-- start Given entries --

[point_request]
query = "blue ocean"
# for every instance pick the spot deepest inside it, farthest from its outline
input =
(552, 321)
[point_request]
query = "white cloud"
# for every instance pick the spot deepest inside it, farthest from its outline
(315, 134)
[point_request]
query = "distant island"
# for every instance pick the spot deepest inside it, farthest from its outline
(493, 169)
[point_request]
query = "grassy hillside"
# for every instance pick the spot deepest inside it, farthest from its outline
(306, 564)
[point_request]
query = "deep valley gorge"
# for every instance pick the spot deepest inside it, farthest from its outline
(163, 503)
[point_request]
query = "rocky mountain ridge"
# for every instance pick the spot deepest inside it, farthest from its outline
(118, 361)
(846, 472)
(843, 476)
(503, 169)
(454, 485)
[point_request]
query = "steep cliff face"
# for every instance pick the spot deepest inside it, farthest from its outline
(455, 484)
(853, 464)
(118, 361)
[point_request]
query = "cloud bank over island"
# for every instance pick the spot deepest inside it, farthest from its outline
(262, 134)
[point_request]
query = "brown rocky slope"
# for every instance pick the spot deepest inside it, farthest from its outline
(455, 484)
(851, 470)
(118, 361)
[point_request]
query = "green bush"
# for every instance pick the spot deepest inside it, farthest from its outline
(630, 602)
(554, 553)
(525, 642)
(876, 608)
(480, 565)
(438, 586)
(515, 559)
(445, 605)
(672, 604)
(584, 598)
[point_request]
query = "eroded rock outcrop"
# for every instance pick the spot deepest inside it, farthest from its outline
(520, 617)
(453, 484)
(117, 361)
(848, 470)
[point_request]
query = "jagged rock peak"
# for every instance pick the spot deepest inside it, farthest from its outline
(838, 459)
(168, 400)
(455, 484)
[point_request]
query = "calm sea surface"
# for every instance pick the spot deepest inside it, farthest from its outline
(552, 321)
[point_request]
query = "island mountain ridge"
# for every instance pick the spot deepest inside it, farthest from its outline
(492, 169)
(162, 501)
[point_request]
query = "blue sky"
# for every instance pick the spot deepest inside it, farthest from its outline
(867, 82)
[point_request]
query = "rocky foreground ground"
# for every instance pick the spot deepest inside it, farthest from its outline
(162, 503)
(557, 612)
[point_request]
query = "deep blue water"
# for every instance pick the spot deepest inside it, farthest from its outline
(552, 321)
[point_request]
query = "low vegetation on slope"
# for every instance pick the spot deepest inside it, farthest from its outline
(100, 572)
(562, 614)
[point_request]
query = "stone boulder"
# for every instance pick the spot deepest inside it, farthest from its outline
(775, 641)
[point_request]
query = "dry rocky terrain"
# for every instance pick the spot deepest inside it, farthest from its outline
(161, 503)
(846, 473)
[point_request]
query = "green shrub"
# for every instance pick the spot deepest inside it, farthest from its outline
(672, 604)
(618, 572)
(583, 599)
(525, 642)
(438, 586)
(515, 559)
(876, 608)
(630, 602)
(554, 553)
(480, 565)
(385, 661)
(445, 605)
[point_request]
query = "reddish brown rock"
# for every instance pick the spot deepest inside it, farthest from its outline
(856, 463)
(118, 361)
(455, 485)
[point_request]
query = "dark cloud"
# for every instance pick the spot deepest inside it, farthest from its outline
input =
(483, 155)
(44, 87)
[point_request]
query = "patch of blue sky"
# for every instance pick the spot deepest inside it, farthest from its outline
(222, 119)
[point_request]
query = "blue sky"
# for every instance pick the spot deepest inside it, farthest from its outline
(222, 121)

-- end Given entries --

**Instructions for the task**:
Show every line of the records above that contains the string "cloud", treating case as significant.

**Written solution**:
query = "white cloud"
query = "cloud bank over island"
query = "dark cloud"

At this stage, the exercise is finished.